← Back to team overview

maria-developers team mailing list archive

Re: a doubt about locks on supremum


Hi! I am very sorry for the very much delayed reply, but I
accidentally found this message today while looking for something

On Mon, May 29, 2017 at 11:08 AM, hongxiang jiang <jhx1008@xxxxxxxxx> wrote:
> hi everyone:
> I use sysbench to do some tests on MySQL 5.7.x,   my table like this:
> CREATE TABLE `sbtest1` (
>   `id` int(11) NOT NULL AUTO_INCREMENT,
>   `k` int(11) NOT NULL DEFAULT '0',
>   `c` char(120) NOT NULL DEFAULT '',
>   `pad` char(60) NOT NULL DEFAULT '',
>   PRIMARY KEY (`id`),
> ) ENGINE=InnoDB;
> secondary index is not neccessary,  I do not create it!!
> I have two sessions:
> session1: begin; select * from sbtest1 where id=123456 for update
> session2: insert into sbtest1 values(123450, 0,'aaa','bbb');
> the records in the table like below:
> (...),(123440, 264454, xxxxxx, xxxxx), (123456, 251028, xxxxx, xxxxxx),(....)
> in my opinion,  the record with the id=123456 existed, so  session1 add the X lock on this record,  session2 add the insert intention lock between(123440, 123456), these two lock are not conflicted.  session2 will not be blocked by session1.
> unfortunately, in my case,  session2 is blocked by session1, what happens?
> when session2 is blocked,  I do "select * from information_schema.INNODB_LOCKS" use another session, It shows :
> mysql> select * from information_schema.INNODB_LOCKS;
> +----------------+-------------+-----------+-----------+------------------+------------+------------+-----------+----------+------------------------+
> | lock_id        | lock_trx_id | lock_mode | lock_type | lock_table       | lock_index | lock_space | lock_page | lock_rec | lock_data              |
> +----------------+-------------+-----------+-----------+------------------+------------+------------+-----------+----------+------------------------+
> | 2388:29:2772:1 | 2388        | X         | RECORD    | `mydb`.`sbtest1` | PRIMARY    |         29 |      2772 |        1 | supremum pseudo-record |
> | 2387:29:2772:1 | 2387        | X         | RECORD    | `mydb`.`sbtest1` | PRIMARY    |         29 |      2772 |        1 | supremum pseudo-record |
> +----------------+-------------+-----------+-----------+------------------+------------+------------+-----------+----------+------------------------+
> the two sessions are locked on "supremum pseudo-record" in the same time.

(Location labeling records)
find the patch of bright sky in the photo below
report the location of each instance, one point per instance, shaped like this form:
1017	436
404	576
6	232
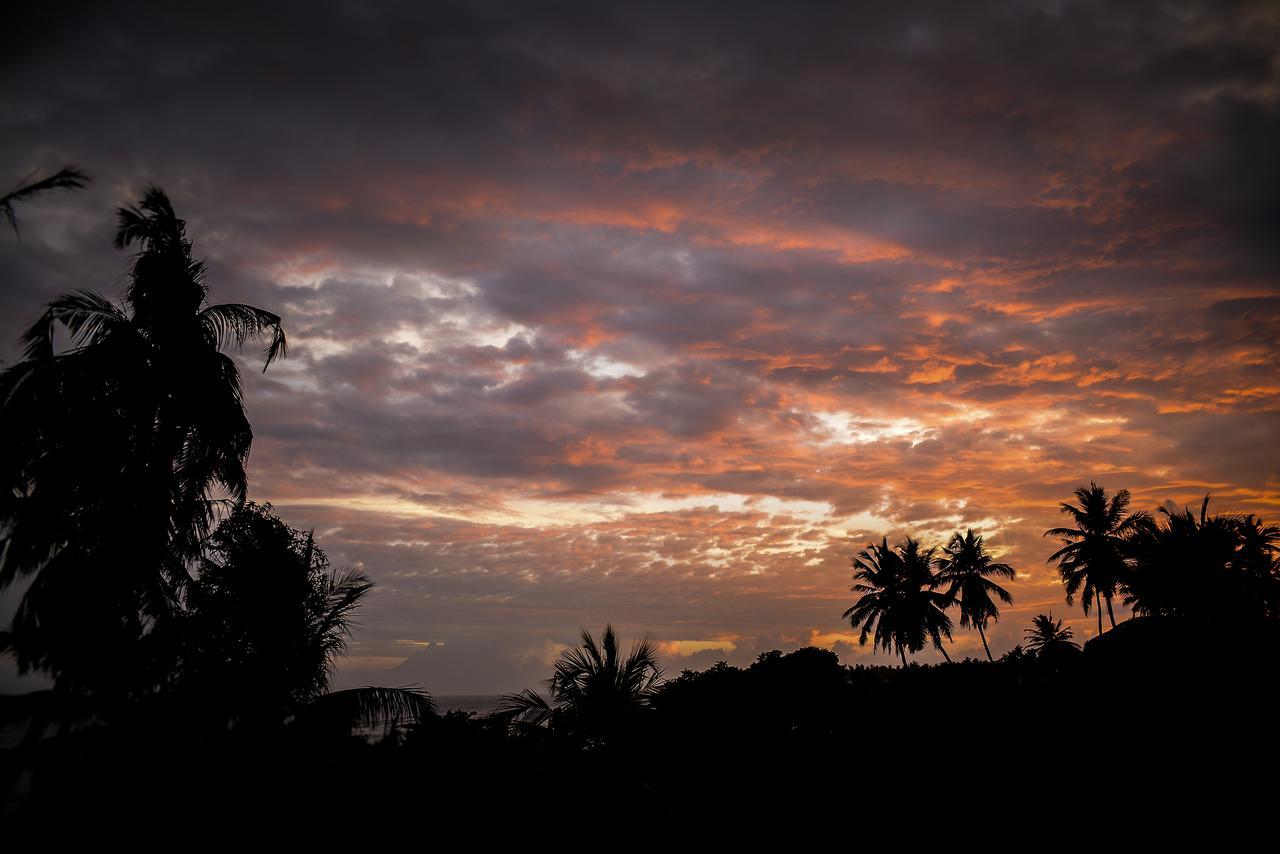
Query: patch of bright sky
545	512
846	428
603	366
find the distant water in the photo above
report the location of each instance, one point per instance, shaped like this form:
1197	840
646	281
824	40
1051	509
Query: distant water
479	703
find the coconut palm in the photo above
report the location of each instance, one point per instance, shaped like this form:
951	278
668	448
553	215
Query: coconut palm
266	620
1214	570
964	567
1092	558
115	451
1048	639
899	604
593	690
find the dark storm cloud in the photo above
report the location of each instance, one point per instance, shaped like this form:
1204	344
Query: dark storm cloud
561	279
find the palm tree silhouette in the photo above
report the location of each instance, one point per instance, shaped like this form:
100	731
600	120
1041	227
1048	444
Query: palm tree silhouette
594	688
1215	570
964	566
899	604
65	178
115	453
1092	560
265	621
1048	639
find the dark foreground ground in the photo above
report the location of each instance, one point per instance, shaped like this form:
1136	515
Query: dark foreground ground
1144	735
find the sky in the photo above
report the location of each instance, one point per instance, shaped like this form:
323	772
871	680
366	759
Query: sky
657	314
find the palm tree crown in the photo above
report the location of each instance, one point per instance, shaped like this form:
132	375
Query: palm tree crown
899	604
115	451
964	566
1092	558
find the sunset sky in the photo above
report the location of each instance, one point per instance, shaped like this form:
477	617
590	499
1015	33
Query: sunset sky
659	314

* _Complete the following_
1. Restate the paragraph of the mailing list thread that begins "in my opinion, the record with the id=123456 existed" as a short bulleted list that keeps its main facts.
2. In the mailing list thread, what value appears in the lock_data column for both locks listed in the INNODB_LOCKS output?
3. Quote the mailing list thread between "On Mon, May" and "not create it!!", inclusive.

* _Task responses_
1.
- The writer reasons that because the record with id=123456 exists, session1 adds an X lock on that record.
- Session2 adds an insert intention lock in the gap between 123440 and 123456.
- The writer expects these two locks not to conflict, so session2 should not be blocked by session1.

2. Both locks show "supremum pseudo-record" in the lock_data column.

3.
On Mon, May 29, 2017 at 11:08 AM, hongxiang jiang <jhx1008@xxxxxxxxx> wrote:
> hi everyone:
> I use sysbench to do some tests on MySQL 5.7.x,   my table like this:
> CREATE TABLE `sbtest1` (
>   `id` int(11) NOT NULL AUTO_INCREMENT,
>   `k` int(11) NOT NULL DEFAULT '0',
>   `c` char(120) NOT NULL DEFAULT '',
>   `pad` char(60) NOT NULL DEFAULT '',
>   PRIMARY KEY (`id`),
> ) ENGINE=InnoDB;
> secondary index is not neccessary,  I do not create it!!